Demi perbaikan kondisi bangsa ke depan, beberapa tokoh masyarakat bersama mantan petinggi TNI AD melakukan ziarah ke Astana Giribangun bertepatan dengan peringatan keluarnya supersemar.
HUJAN deras mengiringi lantunan doa dan
puja mantera yang dipanjatkan Sri Eko Sapta Wijaya, saat berziarah di makam
almarhum Presiden RI ke 2, H.M. Soeharto. Di depan pusara yang berada di
komplek Makam Astana Giribangun, Matesih, Kabupaten Karanganyar, Jawa Tengah
ini, pria tambun yang dikenal sebagai seorang budayawan itu, tampak didampingi
oleh beberapa tokoh mantan petinggi Tentara Nasional Indonesia (TNI). Dan salah
satunya adalah Jenderal (purn) George Toissuta, yang pernah menjabat sebagai
Kepala Staff TNI Angkatan Darat (Kasad) serta Pangkostrad, di masa kepemimpinan
presiden Susilo Bambang Yudhoyono.
Sri Eko yang juga akrab disapa Eko
Galgendu sengaja menggandeng beberapa mantan petinggi TNI untuk mengikuti
ziarah ke makam Soeharto, tepat pada tanggal 11 Maret. Hal ini menurutnya
sebagai bagian dari upaya untuk mengenang kembali sejarah masa silam. Di mana
pada tanggal tersebut, Mayjend. Soeharto menerima Supersemar dari Presiden
Soekarno. Yang berarti sebagi pelimpahan wewenang, untuk mengendalikan keadaan
negara yang saat itu sedang kacau, usai peristiwa 30 September 1965.
Berbagai macam sesaji diarak menuju bangunan utama Astana Giribangun untuk menandai dimulainya ritual |
Acara yang diberi tema ziarah supersemar
ini sendiri bertujuan untuk mengingatkan kembali akan makna dari supersemar.
Yang merupakan wujud amanah dari rakyat untuk sebuah upaya perbaikan. Di mana
saat ini kondisi negara dan masyarakat juga dinilai sedang kurang baik, karena
terjadi berbagai gejolak, baik sosial dan politik yang berujung pada gejolak
ekonomi.
Karena itulah, menurut Eko seluruh
elemen masyarakat, terutama para pemimpin pemerintahan, perlu untuk meneladani
dan mengingat kembali amanah dari supersemar itu. Agar kondisi negara ke depan,
dalam hal ini kesejahteraan rakyat bisa senantiasa terjaga dengan baik.
Usai pembacaan doa dan mantera yang
merupakan bagian dari ritual bodronoyo maneges itu, Eko bersama rombongannya
melakukan ritual tabor bunga di atas pusara Soeharto. Semerbak bau harum bunga
mawar merah dan putih, bercampur melati, langsung tercium di seluruh ruangan
bangunan utama Astana Giribangun. Yang tentu menambah sakral ritual yang baru
pertama kali dilakukan itu.

Soal Latihan 1 = Menurut berita ziarah supersemar, pada tanggal berapa rombongan berziarah ke makam Soeharto?
Soal Latihan 2 = Tuliskan ulang bagian berita ziarah supersemar yang dibuka dengan kata-kata berisi "Karena itulah, menurut" dan ditutup dengan "kali dilakukan itu.", tanpa mengubah apa pun.

Cuplikan dari dataset:
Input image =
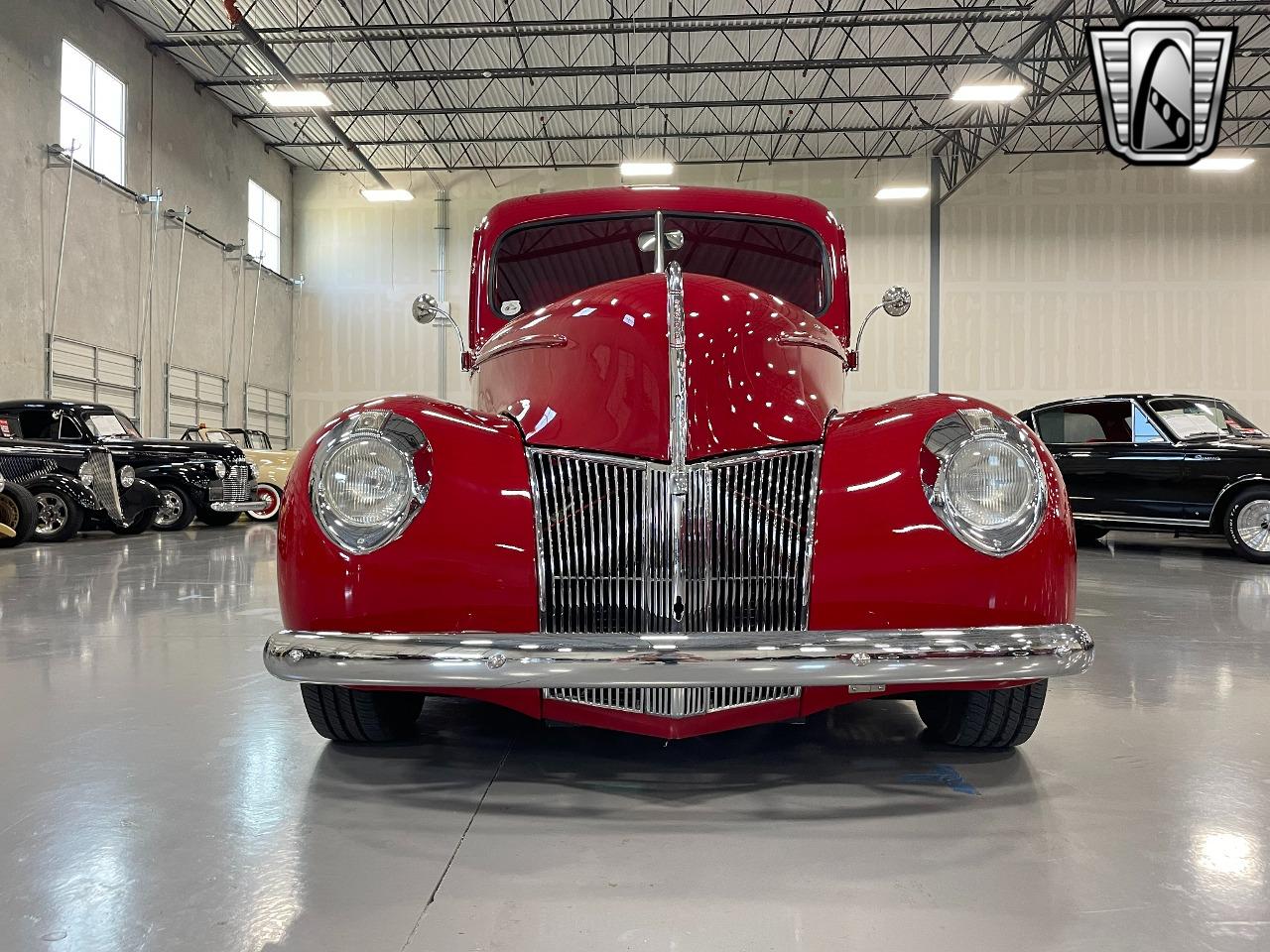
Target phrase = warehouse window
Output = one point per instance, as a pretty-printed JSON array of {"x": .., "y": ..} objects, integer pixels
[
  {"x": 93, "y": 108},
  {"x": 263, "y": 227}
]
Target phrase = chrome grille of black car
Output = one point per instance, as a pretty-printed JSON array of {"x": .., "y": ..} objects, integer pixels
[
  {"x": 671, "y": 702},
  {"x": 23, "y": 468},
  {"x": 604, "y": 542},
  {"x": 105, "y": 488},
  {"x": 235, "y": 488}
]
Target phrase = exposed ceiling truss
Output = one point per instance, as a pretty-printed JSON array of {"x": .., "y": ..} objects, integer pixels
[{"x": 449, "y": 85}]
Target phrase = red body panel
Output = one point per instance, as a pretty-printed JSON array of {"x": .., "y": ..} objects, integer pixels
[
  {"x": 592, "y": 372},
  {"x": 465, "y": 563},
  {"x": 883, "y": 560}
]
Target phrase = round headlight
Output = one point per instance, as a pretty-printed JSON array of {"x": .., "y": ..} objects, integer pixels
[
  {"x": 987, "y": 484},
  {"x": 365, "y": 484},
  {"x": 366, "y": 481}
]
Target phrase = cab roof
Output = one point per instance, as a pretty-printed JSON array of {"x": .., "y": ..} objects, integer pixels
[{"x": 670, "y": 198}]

* * *

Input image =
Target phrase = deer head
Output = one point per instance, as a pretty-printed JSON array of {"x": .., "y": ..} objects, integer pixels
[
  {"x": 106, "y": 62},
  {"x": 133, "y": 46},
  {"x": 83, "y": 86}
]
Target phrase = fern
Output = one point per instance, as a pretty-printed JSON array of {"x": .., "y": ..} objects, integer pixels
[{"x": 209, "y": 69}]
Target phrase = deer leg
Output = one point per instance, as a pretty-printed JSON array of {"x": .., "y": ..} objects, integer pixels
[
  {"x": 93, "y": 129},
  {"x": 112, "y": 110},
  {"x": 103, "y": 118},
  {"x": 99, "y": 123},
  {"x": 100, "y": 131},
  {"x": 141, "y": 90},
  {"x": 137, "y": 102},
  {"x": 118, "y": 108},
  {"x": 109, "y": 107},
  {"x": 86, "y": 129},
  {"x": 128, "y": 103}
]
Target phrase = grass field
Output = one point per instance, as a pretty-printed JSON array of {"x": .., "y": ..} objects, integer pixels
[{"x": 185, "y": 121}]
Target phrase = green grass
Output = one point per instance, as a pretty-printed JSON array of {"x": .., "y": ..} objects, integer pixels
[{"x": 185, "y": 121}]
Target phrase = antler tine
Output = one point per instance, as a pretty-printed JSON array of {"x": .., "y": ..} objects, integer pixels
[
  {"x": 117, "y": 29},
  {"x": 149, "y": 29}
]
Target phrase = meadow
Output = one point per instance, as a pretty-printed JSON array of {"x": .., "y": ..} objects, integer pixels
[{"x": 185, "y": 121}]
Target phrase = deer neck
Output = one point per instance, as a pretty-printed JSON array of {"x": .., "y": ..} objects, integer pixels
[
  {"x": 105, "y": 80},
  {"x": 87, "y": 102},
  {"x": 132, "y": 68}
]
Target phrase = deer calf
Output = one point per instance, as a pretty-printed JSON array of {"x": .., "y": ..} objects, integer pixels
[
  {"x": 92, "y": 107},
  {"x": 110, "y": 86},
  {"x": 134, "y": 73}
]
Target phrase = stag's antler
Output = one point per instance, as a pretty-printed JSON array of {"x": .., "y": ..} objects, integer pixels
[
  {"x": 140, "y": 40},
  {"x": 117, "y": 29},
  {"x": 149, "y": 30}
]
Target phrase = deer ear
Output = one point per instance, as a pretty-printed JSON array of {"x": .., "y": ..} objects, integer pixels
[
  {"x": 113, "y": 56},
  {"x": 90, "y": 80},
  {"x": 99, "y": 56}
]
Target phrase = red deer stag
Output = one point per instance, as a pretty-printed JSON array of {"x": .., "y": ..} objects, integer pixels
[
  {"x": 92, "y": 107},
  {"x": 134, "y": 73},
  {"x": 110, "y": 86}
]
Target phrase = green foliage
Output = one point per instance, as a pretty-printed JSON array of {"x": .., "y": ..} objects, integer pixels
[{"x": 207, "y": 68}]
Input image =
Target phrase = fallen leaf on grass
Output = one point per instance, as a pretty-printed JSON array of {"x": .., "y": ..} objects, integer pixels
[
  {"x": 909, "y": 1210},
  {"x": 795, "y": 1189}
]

Jawaban Latihan 1 = Tanggal 11 Maret.

Jawaban Latihan 2 =
Karena itulah, menurut Eko seluruh
elemen masyarakat, terutama para pemimpin pemerintahan, perlu untuk meneladani
dan mengingat kembali amanah dari supersemar itu. Agar kondisi negara ke depan,
dalam hal ini kesejahteraan rakyat bisa senantiasa terjaga dengan baik.
Usai pembacaan doa dan mantera yang
merupakan bagian dari ritual bodronoyo maneges itu, Eko bersama rombongannya
melakukan ritual tabor bunga di atas pusara Soeharto. Semerbak bau harum bunga
mawar merah dan putih, bercampur melati, langsung tercium di seluruh ruangan
bangunan utama Astana Giribangun. Yang tentu menambah sakral ritual yang baru
pertama kali dilakukan itu.